--- Begin ---

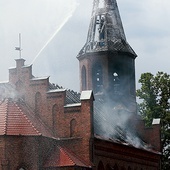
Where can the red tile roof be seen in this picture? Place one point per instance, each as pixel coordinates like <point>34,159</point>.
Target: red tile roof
<point>62,157</point>
<point>13,121</point>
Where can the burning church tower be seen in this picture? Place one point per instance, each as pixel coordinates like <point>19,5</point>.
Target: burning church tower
<point>107,66</point>
<point>48,127</point>
<point>107,61</point>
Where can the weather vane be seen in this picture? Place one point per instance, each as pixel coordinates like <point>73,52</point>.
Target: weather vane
<point>19,48</point>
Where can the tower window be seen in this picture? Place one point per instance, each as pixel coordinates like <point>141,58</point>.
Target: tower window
<point>38,104</point>
<point>116,83</point>
<point>54,117</point>
<point>73,124</point>
<point>97,78</point>
<point>101,3</point>
<point>83,78</point>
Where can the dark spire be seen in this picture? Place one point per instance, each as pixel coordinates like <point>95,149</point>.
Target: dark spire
<point>106,32</point>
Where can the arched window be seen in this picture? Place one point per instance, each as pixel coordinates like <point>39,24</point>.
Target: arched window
<point>101,4</point>
<point>108,167</point>
<point>123,168</point>
<point>100,166</point>
<point>38,103</point>
<point>54,118</point>
<point>116,83</point>
<point>116,167</point>
<point>97,78</point>
<point>19,85</point>
<point>73,124</point>
<point>83,78</point>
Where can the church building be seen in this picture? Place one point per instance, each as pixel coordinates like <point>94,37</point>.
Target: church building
<point>46,127</point>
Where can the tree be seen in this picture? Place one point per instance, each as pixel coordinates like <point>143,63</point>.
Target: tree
<point>155,95</point>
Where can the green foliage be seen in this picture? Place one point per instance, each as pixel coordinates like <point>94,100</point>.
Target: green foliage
<point>155,95</point>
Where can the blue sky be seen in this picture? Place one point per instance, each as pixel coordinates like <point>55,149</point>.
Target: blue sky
<point>64,25</point>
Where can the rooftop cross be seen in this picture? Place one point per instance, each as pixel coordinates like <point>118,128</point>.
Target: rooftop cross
<point>19,48</point>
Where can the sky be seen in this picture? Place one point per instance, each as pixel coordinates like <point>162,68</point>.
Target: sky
<point>54,31</point>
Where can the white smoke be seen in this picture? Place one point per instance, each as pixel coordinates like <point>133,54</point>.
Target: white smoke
<point>70,13</point>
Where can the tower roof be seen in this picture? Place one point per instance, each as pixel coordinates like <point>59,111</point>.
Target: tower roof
<point>106,31</point>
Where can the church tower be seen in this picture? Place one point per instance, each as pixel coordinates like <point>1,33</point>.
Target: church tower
<point>107,62</point>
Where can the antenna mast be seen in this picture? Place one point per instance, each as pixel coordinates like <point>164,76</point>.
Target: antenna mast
<point>19,48</point>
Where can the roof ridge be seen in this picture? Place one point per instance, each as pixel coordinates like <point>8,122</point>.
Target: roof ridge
<point>26,118</point>
<point>70,154</point>
<point>66,153</point>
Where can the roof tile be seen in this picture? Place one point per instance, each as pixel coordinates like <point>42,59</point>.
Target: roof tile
<point>13,121</point>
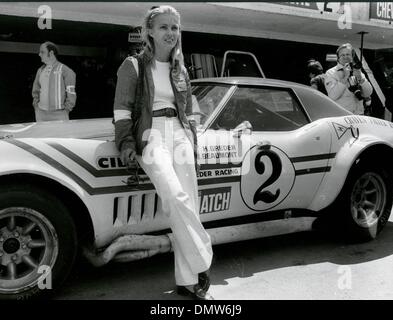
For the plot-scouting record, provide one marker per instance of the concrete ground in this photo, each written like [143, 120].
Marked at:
[298, 266]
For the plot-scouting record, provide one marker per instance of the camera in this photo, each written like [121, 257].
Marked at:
[354, 87]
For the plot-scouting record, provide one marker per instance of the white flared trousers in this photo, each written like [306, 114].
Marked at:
[168, 160]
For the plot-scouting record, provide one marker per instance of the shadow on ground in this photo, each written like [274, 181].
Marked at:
[153, 279]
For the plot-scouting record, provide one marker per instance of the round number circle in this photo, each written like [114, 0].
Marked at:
[267, 177]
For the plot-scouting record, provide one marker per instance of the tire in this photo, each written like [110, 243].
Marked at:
[38, 242]
[364, 205]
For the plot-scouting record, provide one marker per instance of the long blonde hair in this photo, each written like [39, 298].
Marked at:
[177, 59]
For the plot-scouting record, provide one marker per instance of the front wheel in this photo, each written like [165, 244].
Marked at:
[37, 242]
[365, 202]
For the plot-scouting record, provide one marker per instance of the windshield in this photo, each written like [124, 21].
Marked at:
[205, 99]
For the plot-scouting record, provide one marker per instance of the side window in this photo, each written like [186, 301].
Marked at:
[267, 109]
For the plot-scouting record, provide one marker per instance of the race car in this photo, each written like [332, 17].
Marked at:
[274, 157]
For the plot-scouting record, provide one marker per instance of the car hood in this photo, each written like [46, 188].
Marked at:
[79, 129]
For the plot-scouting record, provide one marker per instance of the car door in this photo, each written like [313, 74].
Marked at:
[282, 162]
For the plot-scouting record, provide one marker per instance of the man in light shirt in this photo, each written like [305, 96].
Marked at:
[53, 91]
[346, 84]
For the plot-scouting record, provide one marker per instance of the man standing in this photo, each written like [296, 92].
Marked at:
[346, 84]
[317, 77]
[53, 91]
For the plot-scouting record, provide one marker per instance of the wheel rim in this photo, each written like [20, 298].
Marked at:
[368, 199]
[28, 240]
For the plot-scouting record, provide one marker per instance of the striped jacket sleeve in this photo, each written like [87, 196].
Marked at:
[69, 79]
[124, 104]
[36, 89]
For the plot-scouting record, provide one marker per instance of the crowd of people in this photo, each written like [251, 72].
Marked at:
[345, 83]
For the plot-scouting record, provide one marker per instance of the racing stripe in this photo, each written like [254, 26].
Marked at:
[209, 166]
[83, 184]
[87, 166]
[251, 218]
[312, 170]
[313, 157]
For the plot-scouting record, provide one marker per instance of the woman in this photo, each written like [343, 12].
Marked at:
[152, 99]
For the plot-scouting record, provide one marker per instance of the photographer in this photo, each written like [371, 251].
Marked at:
[346, 84]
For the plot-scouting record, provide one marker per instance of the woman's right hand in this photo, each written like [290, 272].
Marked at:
[127, 156]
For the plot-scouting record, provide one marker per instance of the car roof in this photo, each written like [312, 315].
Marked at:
[251, 81]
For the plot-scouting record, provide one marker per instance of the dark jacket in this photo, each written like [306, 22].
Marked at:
[135, 93]
[61, 89]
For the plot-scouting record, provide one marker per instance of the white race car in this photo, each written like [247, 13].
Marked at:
[275, 157]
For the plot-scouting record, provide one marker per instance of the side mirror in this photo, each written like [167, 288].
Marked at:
[244, 127]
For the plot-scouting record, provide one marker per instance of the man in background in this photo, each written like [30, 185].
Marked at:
[53, 91]
[346, 84]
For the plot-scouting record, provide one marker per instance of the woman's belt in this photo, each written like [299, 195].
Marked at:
[165, 112]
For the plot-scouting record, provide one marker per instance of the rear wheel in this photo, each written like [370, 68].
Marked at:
[38, 242]
[365, 202]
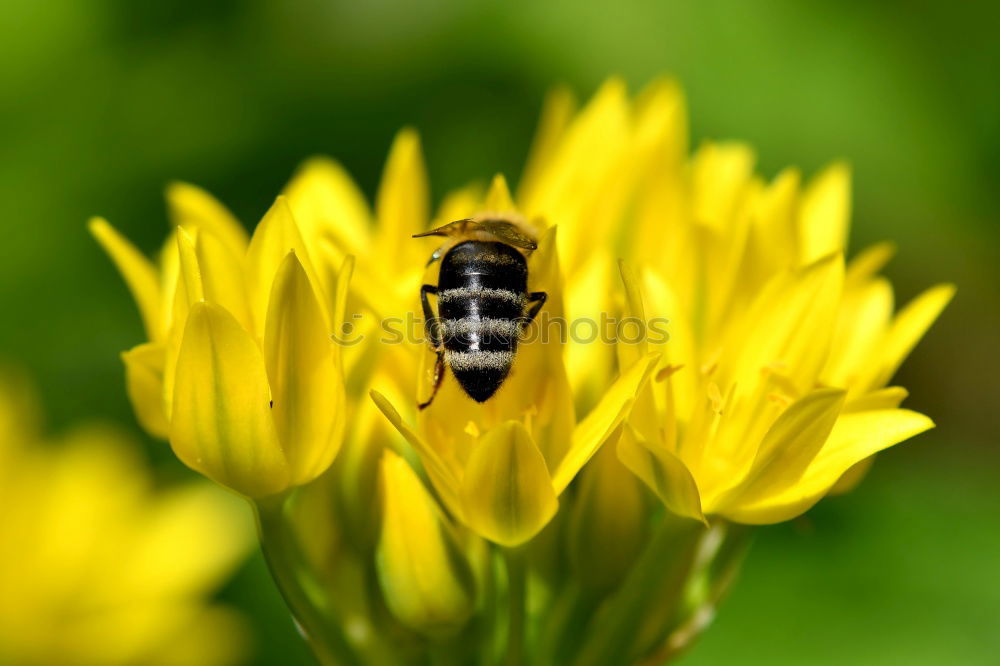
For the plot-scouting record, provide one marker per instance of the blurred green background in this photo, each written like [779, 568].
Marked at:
[104, 101]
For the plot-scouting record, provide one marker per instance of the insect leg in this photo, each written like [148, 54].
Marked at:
[537, 300]
[433, 327]
[438, 378]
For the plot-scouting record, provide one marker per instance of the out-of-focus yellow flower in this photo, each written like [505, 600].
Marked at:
[240, 372]
[98, 567]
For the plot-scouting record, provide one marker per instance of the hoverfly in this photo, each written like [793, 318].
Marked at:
[483, 301]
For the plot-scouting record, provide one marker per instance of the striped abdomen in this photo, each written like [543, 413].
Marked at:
[481, 298]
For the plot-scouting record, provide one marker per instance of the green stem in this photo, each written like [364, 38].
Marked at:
[284, 561]
[516, 601]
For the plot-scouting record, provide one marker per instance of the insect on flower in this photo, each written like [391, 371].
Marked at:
[482, 293]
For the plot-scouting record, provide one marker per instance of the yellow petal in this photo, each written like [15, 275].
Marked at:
[223, 276]
[867, 263]
[144, 383]
[557, 112]
[275, 236]
[506, 491]
[664, 473]
[632, 345]
[825, 213]
[194, 291]
[139, 274]
[855, 437]
[443, 476]
[887, 398]
[222, 425]
[861, 323]
[327, 203]
[792, 442]
[338, 309]
[428, 584]
[402, 204]
[608, 521]
[850, 479]
[791, 324]
[192, 206]
[597, 426]
[905, 332]
[720, 173]
[306, 388]
[193, 537]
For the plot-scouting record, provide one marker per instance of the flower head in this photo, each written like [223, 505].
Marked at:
[239, 373]
[769, 392]
[98, 566]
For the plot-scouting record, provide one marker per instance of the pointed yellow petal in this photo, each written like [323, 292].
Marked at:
[338, 310]
[597, 426]
[788, 448]
[664, 473]
[868, 263]
[791, 324]
[194, 207]
[402, 204]
[864, 316]
[306, 389]
[327, 203]
[190, 271]
[427, 582]
[608, 522]
[506, 491]
[557, 112]
[887, 398]
[855, 437]
[139, 274]
[222, 425]
[223, 276]
[854, 475]
[442, 475]
[720, 173]
[825, 213]
[905, 332]
[144, 383]
[275, 236]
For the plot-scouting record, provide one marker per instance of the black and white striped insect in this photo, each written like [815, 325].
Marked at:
[483, 302]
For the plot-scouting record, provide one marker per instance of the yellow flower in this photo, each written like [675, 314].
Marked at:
[772, 386]
[769, 392]
[240, 372]
[98, 567]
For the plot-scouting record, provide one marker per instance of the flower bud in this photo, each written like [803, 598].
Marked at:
[427, 581]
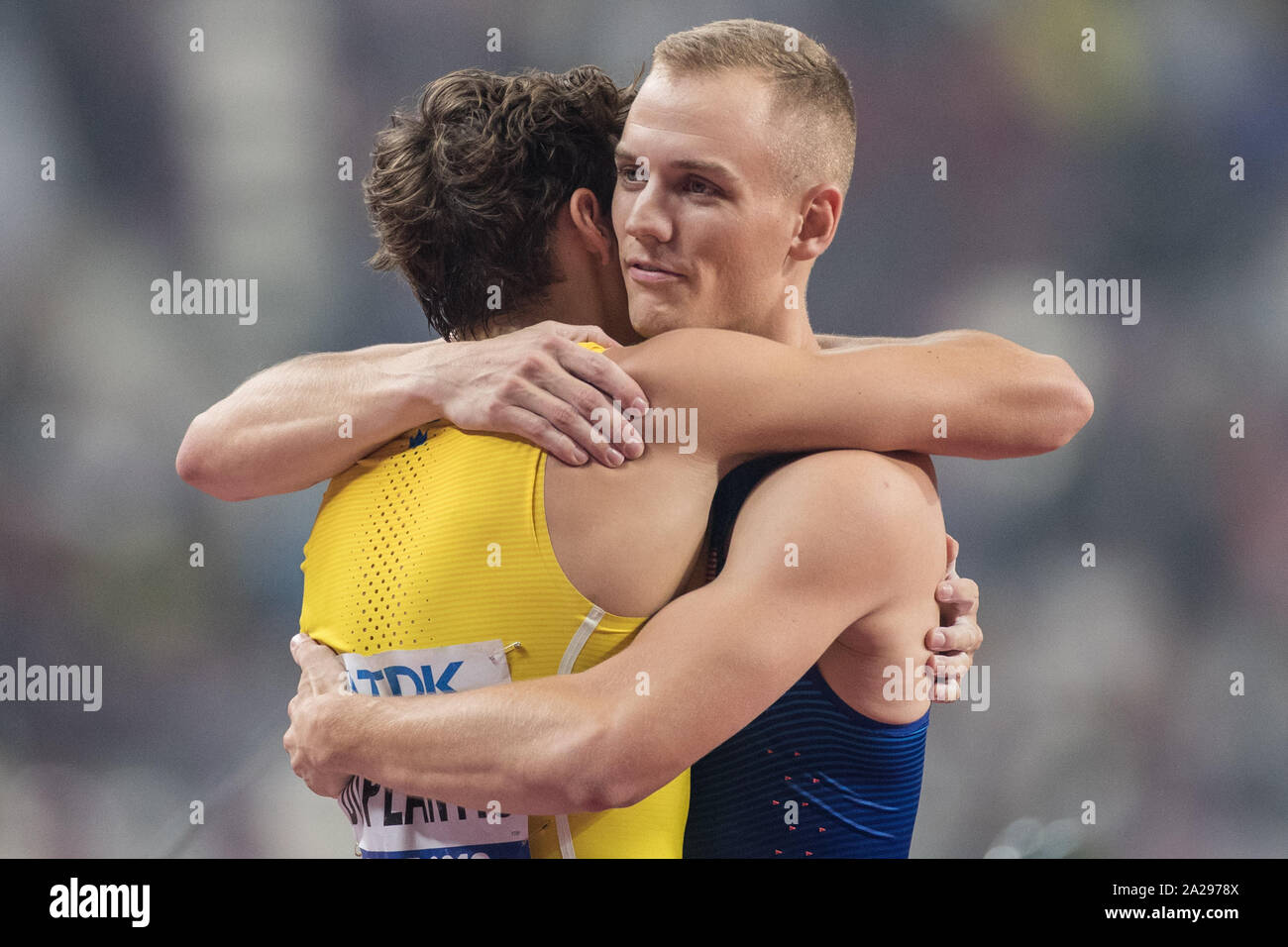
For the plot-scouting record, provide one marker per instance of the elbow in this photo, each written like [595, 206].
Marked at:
[605, 768]
[196, 463]
[1068, 407]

--- End ---

Up to and including the last line of the listing, starting at the line with "like [815, 325].", extract every line exactly and leave out the pictures.

For the plot-scouting record, provide one marker per instance of the black and white striped insect in this photo, each written like [815, 325].
Marked at:
[483, 302]
For the plot-scouting record, provide one marker per instance of the yellow flower in this photo, each written like [675, 314].
Marked at:
[772, 386]
[769, 392]
[240, 372]
[98, 567]
For the plot-scouting record, provide one marker per instance of the flower bud in this photo, each written like [803, 598].
Marked at:
[427, 581]
For the plot-scouting record, provide one marker per instance of the elbow in this photo, each written like [595, 206].
Marked at:
[605, 768]
[196, 463]
[1068, 407]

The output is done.